# [What needs to be done]
Write out every entry exactly as it stands.

# [Extracted information]
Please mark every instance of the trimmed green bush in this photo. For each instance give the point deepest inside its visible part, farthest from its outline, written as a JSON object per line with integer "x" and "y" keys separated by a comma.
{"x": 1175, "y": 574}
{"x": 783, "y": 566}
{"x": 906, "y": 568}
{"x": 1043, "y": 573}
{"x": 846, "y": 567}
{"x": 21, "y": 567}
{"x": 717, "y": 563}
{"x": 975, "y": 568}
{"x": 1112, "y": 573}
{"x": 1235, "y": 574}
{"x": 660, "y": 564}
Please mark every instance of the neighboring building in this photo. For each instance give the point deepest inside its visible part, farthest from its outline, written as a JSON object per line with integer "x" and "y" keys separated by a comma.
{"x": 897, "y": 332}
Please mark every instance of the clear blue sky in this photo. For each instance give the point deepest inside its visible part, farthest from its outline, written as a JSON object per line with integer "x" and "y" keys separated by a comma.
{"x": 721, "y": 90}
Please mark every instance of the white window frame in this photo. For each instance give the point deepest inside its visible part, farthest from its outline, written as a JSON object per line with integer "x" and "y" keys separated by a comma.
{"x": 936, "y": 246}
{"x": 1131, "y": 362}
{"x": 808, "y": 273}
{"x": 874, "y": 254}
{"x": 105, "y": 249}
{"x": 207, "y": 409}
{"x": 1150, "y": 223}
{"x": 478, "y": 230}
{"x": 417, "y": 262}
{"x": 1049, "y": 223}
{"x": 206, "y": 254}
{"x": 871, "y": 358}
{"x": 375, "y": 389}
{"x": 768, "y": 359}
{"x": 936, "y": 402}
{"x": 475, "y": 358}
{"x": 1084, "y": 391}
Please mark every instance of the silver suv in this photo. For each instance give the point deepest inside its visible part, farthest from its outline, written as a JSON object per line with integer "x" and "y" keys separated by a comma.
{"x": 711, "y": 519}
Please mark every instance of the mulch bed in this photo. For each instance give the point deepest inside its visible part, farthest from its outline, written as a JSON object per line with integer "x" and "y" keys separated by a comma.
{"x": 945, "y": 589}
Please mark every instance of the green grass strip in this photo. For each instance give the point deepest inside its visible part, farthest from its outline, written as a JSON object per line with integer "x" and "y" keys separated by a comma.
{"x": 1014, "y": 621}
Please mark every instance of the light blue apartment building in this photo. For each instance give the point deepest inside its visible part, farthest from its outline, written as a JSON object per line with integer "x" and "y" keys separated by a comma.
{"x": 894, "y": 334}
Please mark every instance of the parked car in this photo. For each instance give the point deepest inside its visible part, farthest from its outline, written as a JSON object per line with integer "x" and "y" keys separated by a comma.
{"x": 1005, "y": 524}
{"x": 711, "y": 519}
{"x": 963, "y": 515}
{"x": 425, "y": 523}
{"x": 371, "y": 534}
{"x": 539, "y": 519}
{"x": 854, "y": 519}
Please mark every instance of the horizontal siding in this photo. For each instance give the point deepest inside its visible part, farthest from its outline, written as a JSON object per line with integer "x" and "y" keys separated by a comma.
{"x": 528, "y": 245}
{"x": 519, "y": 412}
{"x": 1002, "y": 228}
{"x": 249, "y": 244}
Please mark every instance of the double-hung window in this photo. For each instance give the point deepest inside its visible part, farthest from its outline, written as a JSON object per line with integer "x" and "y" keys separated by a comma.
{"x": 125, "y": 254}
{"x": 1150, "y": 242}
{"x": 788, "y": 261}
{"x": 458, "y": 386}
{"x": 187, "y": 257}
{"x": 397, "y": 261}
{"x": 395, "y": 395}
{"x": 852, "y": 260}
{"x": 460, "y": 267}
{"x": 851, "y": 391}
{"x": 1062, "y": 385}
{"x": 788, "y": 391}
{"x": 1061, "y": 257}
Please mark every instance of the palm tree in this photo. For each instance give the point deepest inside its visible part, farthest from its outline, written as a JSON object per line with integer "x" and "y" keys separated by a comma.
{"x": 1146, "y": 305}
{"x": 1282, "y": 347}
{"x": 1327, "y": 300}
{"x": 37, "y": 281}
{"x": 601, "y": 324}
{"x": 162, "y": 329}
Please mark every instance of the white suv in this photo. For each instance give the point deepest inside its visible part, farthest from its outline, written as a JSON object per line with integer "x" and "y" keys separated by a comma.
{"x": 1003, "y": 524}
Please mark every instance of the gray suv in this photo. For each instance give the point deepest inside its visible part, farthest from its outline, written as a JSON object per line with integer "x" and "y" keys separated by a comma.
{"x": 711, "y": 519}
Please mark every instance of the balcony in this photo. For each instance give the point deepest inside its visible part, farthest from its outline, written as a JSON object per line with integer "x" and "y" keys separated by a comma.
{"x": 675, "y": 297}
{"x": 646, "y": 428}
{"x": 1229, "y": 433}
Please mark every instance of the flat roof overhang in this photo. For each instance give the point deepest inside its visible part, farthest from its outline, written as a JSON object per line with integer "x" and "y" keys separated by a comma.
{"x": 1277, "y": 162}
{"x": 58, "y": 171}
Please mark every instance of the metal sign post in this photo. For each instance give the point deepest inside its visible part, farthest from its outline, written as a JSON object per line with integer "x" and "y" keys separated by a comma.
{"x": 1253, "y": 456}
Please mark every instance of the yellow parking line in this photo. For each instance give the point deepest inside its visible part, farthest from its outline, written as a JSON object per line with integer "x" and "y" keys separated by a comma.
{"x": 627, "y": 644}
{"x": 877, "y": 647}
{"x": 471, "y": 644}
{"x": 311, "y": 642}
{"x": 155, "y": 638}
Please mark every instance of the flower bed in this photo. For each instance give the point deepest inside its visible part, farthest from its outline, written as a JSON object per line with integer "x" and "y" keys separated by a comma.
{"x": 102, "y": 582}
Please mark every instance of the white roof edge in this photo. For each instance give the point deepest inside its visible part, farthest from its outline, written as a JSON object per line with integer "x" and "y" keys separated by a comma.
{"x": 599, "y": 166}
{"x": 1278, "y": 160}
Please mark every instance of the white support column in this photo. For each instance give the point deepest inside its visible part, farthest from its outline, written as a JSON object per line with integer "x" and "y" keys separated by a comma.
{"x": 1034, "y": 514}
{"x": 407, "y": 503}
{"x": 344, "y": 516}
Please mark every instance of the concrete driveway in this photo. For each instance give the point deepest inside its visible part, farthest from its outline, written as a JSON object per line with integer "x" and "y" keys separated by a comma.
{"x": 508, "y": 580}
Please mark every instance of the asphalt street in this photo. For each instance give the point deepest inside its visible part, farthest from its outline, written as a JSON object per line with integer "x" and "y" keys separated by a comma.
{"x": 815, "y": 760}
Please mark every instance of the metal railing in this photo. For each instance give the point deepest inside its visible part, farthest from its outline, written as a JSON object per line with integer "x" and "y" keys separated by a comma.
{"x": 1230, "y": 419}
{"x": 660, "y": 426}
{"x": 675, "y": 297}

# [Result of this exercise]
Please mark every instance of the trimmed green bush in this photo. For each instance give the point deepest inside its visible part, farthest from its outline, written as a JSON object per line with integer "x" and "y" keys separated by a comma.
{"x": 1175, "y": 574}
{"x": 783, "y": 566}
{"x": 906, "y": 568}
{"x": 1043, "y": 573}
{"x": 846, "y": 567}
{"x": 21, "y": 567}
{"x": 717, "y": 563}
{"x": 975, "y": 568}
{"x": 1112, "y": 573}
{"x": 1235, "y": 574}
{"x": 660, "y": 564}
Please mark every instance of the neighboring building in this photo. For each instance give the point deepest inside its visible part, farthest from its outline, written as a JSON object per line with integer "x" and "y" keys separated by a comma.
{"x": 897, "y": 332}
Please mark every instance of the clear blue sky in this photo. For each instance give the point deepest inside its visible part, farthest from its outline, written as a JSON object per line with integer "x" and "y" keys separated by a comma.
{"x": 721, "y": 90}
Please mark every instance of the white window frame in this photo. For each instance give the point deepest inside its visible part, farthest from its outline, written as a JSON object per line with integer "x" and "y" keys separated by a comma.
{"x": 936, "y": 246}
{"x": 1131, "y": 362}
{"x": 808, "y": 273}
{"x": 874, "y": 254}
{"x": 105, "y": 249}
{"x": 207, "y": 409}
{"x": 1150, "y": 223}
{"x": 478, "y": 230}
{"x": 417, "y": 262}
{"x": 1049, "y": 223}
{"x": 206, "y": 254}
{"x": 871, "y": 358}
{"x": 375, "y": 389}
{"x": 768, "y": 359}
{"x": 936, "y": 402}
{"x": 475, "y": 358}
{"x": 1084, "y": 391}
Please mark every instance of the silver suv in this photo. For each instance give the point deepest inside its visible part, farthest from its outline, written as a JSON object per line with integer "x" and "y" keys separated by a comma.
{"x": 711, "y": 519}
Please mark every instance of the mulch bed in this photo. For each instance give the point deepest inside its visible part, farthest from its outline, written as a JSON object per line with integer "x" and "y" keys separated by a comma.
{"x": 945, "y": 589}
Please mark every instance of the green grass strip in this photo. For each instance give the point deepest inside its visible part, farthest from its outline, written as a JSON object per line with integer "x" and "y" keys separated by a comma.
{"x": 1014, "y": 621}
Please mark every instance of the light blue apartment building in this photo. For each instance give the point deepest inside its visible part, farthest from its outline, written as a JSON object per line with integer "x" and "y" keys separated by a comma.
{"x": 894, "y": 334}
Please mark every instance of the parked car in this photo. For each instance give the point deepest inside its visible part, farthest from its outline, written as a JSON object per line with integer "x" and "y" keys separated by a comma.
{"x": 1005, "y": 524}
{"x": 711, "y": 519}
{"x": 963, "y": 515}
{"x": 425, "y": 523}
{"x": 371, "y": 534}
{"x": 539, "y": 519}
{"x": 854, "y": 519}
Please mark every instance of the horizontal siding in this photo. For each instance give the point deepest inside its visible part, farthest from its outline, written as a JSON object per line with integer "x" and "y" keys separated by a comma.
{"x": 528, "y": 245}
{"x": 519, "y": 412}
{"x": 1002, "y": 228}
{"x": 249, "y": 244}
Please mark every instance of the double-hung window in this photo. For each instance give the point deepest inside its visible part, farthest from its outline, written as a JSON object per line with integer "x" and "y" keys separated by a comma.
{"x": 125, "y": 254}
{"x": 1150, "y": 242}
{"x": 788, "y": 261}
{"x": 458, "y": 386}
{"x": 187, "y": 257}
{"x": 397, "y": 261}
{"x": 395, "y": 395}
{"x": 852, "y": 260}
{"x": 460, "y": 267}
{"x": 851, "y": 391}
{"x": 1062, "y": 385}
{"x": 788, "y": 391}
{"x": 1061, "y": 257}
Please mark every instance of the palm tree in this photo. For each instance give the point deepest inside its visible part, farthest from its outline, written as a JSON object per line with integer "x" and "y" keys separated by a comma.
{"x": 1146, "y": 305}
{"x": 1282, "y": 347}
{"x": 1327, "y": 300}
{"x": 37, "y": 281}
{"x": 601, "y": 324}
{"x": 162, "y": 329}
Please mark every instance of the white suv in this photo. For each instance give the point deepest inside its visible part, farthest from its outline, written as a JSON object per line with integer "x" and "y" keys separated by a comma.
{"x": 1003, "y": 524}
Please mark every instance of the gray suv in this photo. For each instance give the point deepest inside its visible part, farthest from its outline, written as a JSON object per line with integer "x" and "y" keys separated by a comma.
{"x": 711, "y": 519}
Please mark every instance of the balcony in this photo. For each instance give the point deepest inside its visible part, farthest from its outline, written as a JSON object per line with integer "x" and "y" keys separated by a comma.
{"x": 675, "y": 297}
{"x": 646, "y": 428}
{"x": 1229, "y": 433}
Please mark every instance of the flat roof overhang in this photo. For each instance give the point deepest inside its visible part, farthest from its outline, written as a JSON object per line with integer "x" and "y" keys separated by a comma.
{"x": 1277, "y": 162}
{"x": 58, "y": 171}
Please mark every instance of the metal sign post in this photo. For each instance give the point deepest inside its visible part, farthest from its outline, written as a JSON object per line with integer "x" and "y" keys separated by a comma.
{"x": 1253, "y": 456}
Please mark every instance of the yellow parking line in this photo. For each instance give the point deepest inside its visible part, farthest from its outline, written as a JSON object per line with integer "x" and "y" keys separated by a comma.
{"x": 627, "y": 644}
{"x": 877, "y": 647}
{"x": 471, "y": 644}
{"x": 311, "y": 642}
{"x": 155, "y": 638}
Please mark every instance of the flower bed in this photo. For each instance give the point deepest inside its visible part, farthest from its outline, written as a JSON object per line with integer "x" and "y" keys separated by a comma.
{"x": 102, "y": 582}
Please mark every instance of the white roof edge in this photo. For each instance give the point deepest inside its visible part, farthest from its outline, written as a JSON object per line with integer "x" and "y" keys separated by a comma.
{"x": 599, "y": 166}
{"x": 1278, "y": 160}
Please mark every instance of the white support column in this photo. For each instance give the point deepest inside its visible part, farthest from its outline, written as a JSON object per line with integer "x" and "y" keys separated by a comma.
{"x": 1034, "y": 514}
{"x": 407, "y": 503}
{"x": 344, "y": 516}
Please mark every instance of the concrete driveway in this photo. For each instance give the point deepest inside its visible part, farthest from its outline, written as a JSON object per line with integer "x" and "y" keys separated by a comma.
{"x": 508, "y": 580}
Please mark every instance of the asphalt street in this photo. For each instance give the point deepest inside its visible part, farthest from its outline, written as a JSON object per line with integer "x" and "y" keys separated by a comma.
{"x": 815, "y": 760}
Please mark every instance of the metal railing in this photo. For each instance give the point deepest inside its visible part, farthest from its outline, written as a JSON object per line with integer "x" and "y" keys separated by a comma.
{"x": 1230, "y": 419}
{"x": 660, "y": 426}
{"x": 675, "y": 297}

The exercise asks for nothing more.